↓

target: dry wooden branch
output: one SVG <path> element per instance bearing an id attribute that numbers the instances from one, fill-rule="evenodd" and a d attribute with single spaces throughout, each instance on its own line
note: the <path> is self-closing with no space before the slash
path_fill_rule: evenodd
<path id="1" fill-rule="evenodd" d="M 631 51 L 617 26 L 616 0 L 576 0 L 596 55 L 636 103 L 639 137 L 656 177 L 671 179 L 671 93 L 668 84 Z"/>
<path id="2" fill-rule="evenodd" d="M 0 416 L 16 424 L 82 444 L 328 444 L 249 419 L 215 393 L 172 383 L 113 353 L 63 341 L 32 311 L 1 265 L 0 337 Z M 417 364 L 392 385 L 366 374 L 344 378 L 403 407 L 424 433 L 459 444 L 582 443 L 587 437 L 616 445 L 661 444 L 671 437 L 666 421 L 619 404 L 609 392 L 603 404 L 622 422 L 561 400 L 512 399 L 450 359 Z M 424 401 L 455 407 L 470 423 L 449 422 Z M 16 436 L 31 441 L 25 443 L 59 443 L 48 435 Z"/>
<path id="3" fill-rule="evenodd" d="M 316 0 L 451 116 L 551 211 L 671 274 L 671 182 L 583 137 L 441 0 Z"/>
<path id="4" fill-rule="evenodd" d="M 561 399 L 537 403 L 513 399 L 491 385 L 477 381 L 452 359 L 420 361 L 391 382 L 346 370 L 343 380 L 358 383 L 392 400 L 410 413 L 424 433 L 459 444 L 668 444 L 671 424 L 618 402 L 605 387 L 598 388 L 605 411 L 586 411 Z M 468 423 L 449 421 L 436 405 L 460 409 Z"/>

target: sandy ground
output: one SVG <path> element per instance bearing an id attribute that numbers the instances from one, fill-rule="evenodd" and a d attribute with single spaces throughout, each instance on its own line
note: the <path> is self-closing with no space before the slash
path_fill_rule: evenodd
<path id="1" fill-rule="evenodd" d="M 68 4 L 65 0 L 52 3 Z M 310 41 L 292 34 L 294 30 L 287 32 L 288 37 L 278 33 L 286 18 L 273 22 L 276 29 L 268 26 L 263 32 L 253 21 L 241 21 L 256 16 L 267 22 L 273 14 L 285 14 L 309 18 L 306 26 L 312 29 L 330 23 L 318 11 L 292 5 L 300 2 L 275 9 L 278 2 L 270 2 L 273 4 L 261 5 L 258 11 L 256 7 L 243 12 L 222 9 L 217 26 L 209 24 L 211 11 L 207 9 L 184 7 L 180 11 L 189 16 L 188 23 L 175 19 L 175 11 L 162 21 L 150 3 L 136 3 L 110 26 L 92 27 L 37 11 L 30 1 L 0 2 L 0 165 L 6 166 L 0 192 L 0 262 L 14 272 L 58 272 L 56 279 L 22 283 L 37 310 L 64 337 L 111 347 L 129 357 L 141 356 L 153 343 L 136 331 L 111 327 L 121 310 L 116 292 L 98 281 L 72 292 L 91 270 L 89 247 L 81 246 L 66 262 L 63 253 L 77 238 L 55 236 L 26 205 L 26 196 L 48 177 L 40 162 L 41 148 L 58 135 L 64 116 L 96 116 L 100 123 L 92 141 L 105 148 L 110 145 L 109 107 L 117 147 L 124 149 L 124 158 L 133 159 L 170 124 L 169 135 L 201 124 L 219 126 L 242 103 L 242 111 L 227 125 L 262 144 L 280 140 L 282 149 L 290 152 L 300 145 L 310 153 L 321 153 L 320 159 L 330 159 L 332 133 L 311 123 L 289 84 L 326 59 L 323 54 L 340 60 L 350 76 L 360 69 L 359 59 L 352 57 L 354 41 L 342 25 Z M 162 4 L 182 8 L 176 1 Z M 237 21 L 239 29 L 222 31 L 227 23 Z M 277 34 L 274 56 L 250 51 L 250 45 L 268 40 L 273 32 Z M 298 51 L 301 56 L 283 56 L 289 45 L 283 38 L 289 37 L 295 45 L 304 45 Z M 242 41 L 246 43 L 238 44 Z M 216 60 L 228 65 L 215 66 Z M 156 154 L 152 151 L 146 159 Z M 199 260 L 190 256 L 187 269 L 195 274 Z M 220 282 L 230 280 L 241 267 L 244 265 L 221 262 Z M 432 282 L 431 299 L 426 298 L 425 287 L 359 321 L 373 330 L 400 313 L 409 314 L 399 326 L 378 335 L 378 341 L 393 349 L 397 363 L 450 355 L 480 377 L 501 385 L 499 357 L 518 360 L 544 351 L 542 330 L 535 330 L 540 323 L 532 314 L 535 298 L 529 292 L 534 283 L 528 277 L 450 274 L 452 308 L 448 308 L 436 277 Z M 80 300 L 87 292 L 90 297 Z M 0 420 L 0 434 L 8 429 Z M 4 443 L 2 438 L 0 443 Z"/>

↑

▸ **EXERCISE BRIEF**: Please rewrite all the rows above, swapping "target" for "label" and keeping everything else unchanged.

▸ **SOLUTION TO THIS TASK**:
label: dry wooden branch
output: one SVG <path> element per instance bearing an id attribute that numbers the instances from one, fill-rule="evenodd" and a d attribute with single spaces throughout, each instance on its own line
note: the <path> is self-closing with no space before the slash
path_fill_rule: evenodd
<path id="1" fill-rule="evenodd" d="M 631 51 L 617 26 L 616 0 L 576 0 L 596 55 L 636 103 L 639 137 L 656 177 L 671 179 L 671 93 L 668 84 Z"/>
<path id="2" fill-rule="evenodd" d="M 0 416 L 16 424 L 82 444 L 328 444 L 249 419 L 215 393 L 172 383 L 113 353 L 63 341 L 32 311 L 1 265 L 0 337 Z M 417 364 L 392 385 L 366 374 L 344 378 L 403 407 L 424 433 L 459 444 L 582 443 L 587 437 L 616 445 L 661 444 L 671 437 L 666 421 L 619 404 L 609 392 L 603 404 L 622 422 L 561 400 L 512 399 L 450 359 Z M 424 401 L 455 407 L 470 423 L 449 422 Z M 16 436 L 31 441 L 25 443 L 59 443 L 48 435 Z"/>
<path id="3" fill-rule="evenodd" d="M 316 0 L 451 116 L 551 211 L 671 274 L 671 182 L 583 137 L 441 0 Z"/>
<path id="4" fill-rule="evenodd" d="M 561 399 L 537 403 L 513 399 L 491 385 L 477 381 L 452 359 L 420 361 L 391 382 L 346 370 L 343 380 L 358 383 L 392 400 L 410 413 L 424 433 L 459 444 L 668 444 L 671 424 L 618 402 L 605 387 L 598 388 L 605 411 L 586 411 Z M 468 423 L 449 421 L 436 405 L 460 409 Z"/>

label: sandy ground
output: one SVG <path> element per instance bearing an id attribute that numbers the instances from one, fill-rule="evenodd" and a d attribute with single spaces throughout, each instance on its own line
note: the <path> is self-closing with no space before the slash
path_fill_rule: evenodd
<path id="1" fill-rule="evenodd" d="M 68 4 L 65 0 L 52 3 Z M 310 41 L 292 34 L 294 30 L 287 32 L 288 37 L 278 33 L 286 18 L 273 22 L 276 29 L 268 26 L 263 32 L 253 21 L 241 21 L 256 16 L 267 22 L 273 14 L 285 14 L 309 18 L 306 26 L 312 29 L 330 23 L 318 11 L 292 5 L 300 2 L 275 9 L 278 2 L 270 2 L 273 4 L 261 5 L 258 11 L 256 7 L 243 12 L 222 9 L 217 26 L 209 24 L 211 11 L 207 9 L 184 7 L 180 11 L 189 16 L 188 23 L 175 19 L 175 11 L 162 21 L 150 3 L 136 3 L 110 26 L 92 27 L 37 11 L 30 1 L 0 2 L 0 165 L 6 166 L 0 192 L 0 262 L 14 272 L 58 272 L 56 279 L 22 283 L 37 310 L 64 337 L 111 347 L 129 357 L 141 356 L 153 343 L 136 331 L 111 327 L 121 310 L 116 292 L 98 281 L 72 292 L 91 270 L 89 247 L 81 246 L 66 262 L 63 253 L 77 238 L 55 236 L 26 205 L 26 196 L 48 177 L 40 162 L 41 148 L 58 135 L 64 116 L 96 116 L 100 123 L 92 141 L 105 148 L 110 145 L 109 107 L 117 147 L 124 149 L 124 158 L 133 159 L 170 124 L 169 135 L 201 124 L 219 126 L 242 103 L 242 111 L 227 125 L 262 144 L 280 140 L 282 149 L 290 152 L 300 145 L 310 153 L 321 153 L 320 159 L 330 159 L 332 133 L 311 123 L 289 84 L 326 59 L 323 54 L 340 60 L 350 76 L 360 69 L 359 59 L 352 57 L 354 41 L 342 25 Z M 162 4 L 182 8 L 176 1 Z M 237 21 L 239 29 L 222 31 L 227 23 Z M 277 34 L 274 56 L 250 51 L 250 45 L 268 40 L 273 32 Z M 298 51 L 301 56 L 283 56 L 289 45 L 283 38 L 289 37 L 295 45 L 304 45 Z M 242 41 L 246 43 L 238 44 Z M 216 60 L 228 65 L 215 66 Z M 156 154 L 152 151 L 146 159 Z M 199 260 L 190 256 L 187 269 L 195 274 Z M 220 282 L 230 280 L 241 267 L 244 265 L 221 262 Z M 432 282 L 431 299 L 426 298 L 425 287 L 359 321 L 373 330 L 400 313 L 409 314 L 399 326 L 378 335 L 378 341 L 393 349 L 397 363 L 450 355 L 480 377 L 501 385 L 499 357 L 518 360 L 544 351 L 542 330 L 535 330 L 540 323 L 532 314 L 535 298 L 529 292 L 534 283 L 528 277 L 450 274 L 452 308 L 448 308 L 436 277 Z M 80 300 L 87 292 L 90 297 Z M 0 420 L 0 434 L 8 429 Z M 4 443 L 2 438 L 0 443 Z"/>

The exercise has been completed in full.